## WHAT IS EXPECTED
Return the passage of the streaming round-up that begins with the words "Diana Kennedy: Nothing" and ends with "study. – Jordan R.", copied word for word.

··· PROVIDED TEXT ···

With a seemingly endless amount of streaming options—not only the titles at our disposal, but services themselves–each week we highlight the noteworthy titles that have recently hit platforms. Check out this week’s selections below and an archive of past round-ups here.
Diana Kennedy: Nothing Fancy (Elizabeth Carroll)
If certain reality shows and Netflix series focused on cooking don’t exactly give a strong sense of the person behind the culinary prowess, a new documentary satisfies that aspect. Diana Kennedy, the U.K.-born, Mexico-based chef, is an expert in the cooking culture of where she has made her life, and this new documentary captures her irascible spirit. With a genuine desire to know the people around her and the ingredients that go into their meals, the 97-year-old also freely speakers her mind, to say the least. From berating people at her cooking class to responding, “I know, god damn it” when some exclaims she’s a legend, this is a mightily entertaining character study. – Jordan R.
Where to Stream: Virtual Cinemas
Joan of Arc (Bruno Dumont)
Where Jeannette had effectively represented a stylistic and tonal departure from old Dumont, Joan of Arc is a detour to familiar, more somber moods. Part of this owes to the simple fact that for the martyr-to-be, now in her late teenage years, things have taken a dramatic turn. Opening in the year of the Lord 1428, Joan of Arc finds its eponymous heroine at the helm of the French army, besieging English-occupied Paris. It’s a war neither church elders nor the high military echelons seem all too optimistic about, and Joan of Arc’s first act follows the then-17-year-old struggling to rally a patriarchy behind her vision. Acts two and three chronicle the price she paid when, having kicked the English out of France and helped reinstate the monarchy of King Charles VII, said patriarchy eventually punished her act of defiance. It’s a neatly divided triptych: Joan at war with the English; Joan at war with the church elders who declare her a heretical; Joan’s last prison days ahead of her death at the stake. – Leonardo G. (full review)

··· DATA EXTRACT ···

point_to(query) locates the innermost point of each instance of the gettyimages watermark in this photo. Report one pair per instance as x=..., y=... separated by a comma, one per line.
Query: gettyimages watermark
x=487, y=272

···

## EXERCISE RESULT
Diana Kennedy: Nothing Fancy (Elizabeth Carroll)
If certain reality shows and Netflix series focused on cooking don’t exactly give a strong sense of the person behind the culinary prowess, a new documentary satisfies that aspect. Diana Kennedy, the U.K.-born, Mexico-based chef, is an expert in the cooking culture of where she has made her life, and this new documentary captures her irascible spirit. With a genuine desire to know the people around her and the ingredients that go into their meals, the 97-year-old also freely speakers her mind, to say the least. From berating people at her cooking class to responding, “I know, god damn it” when some exclaims she’s a legend, this is a mightily entertaining character study. – Jordan R.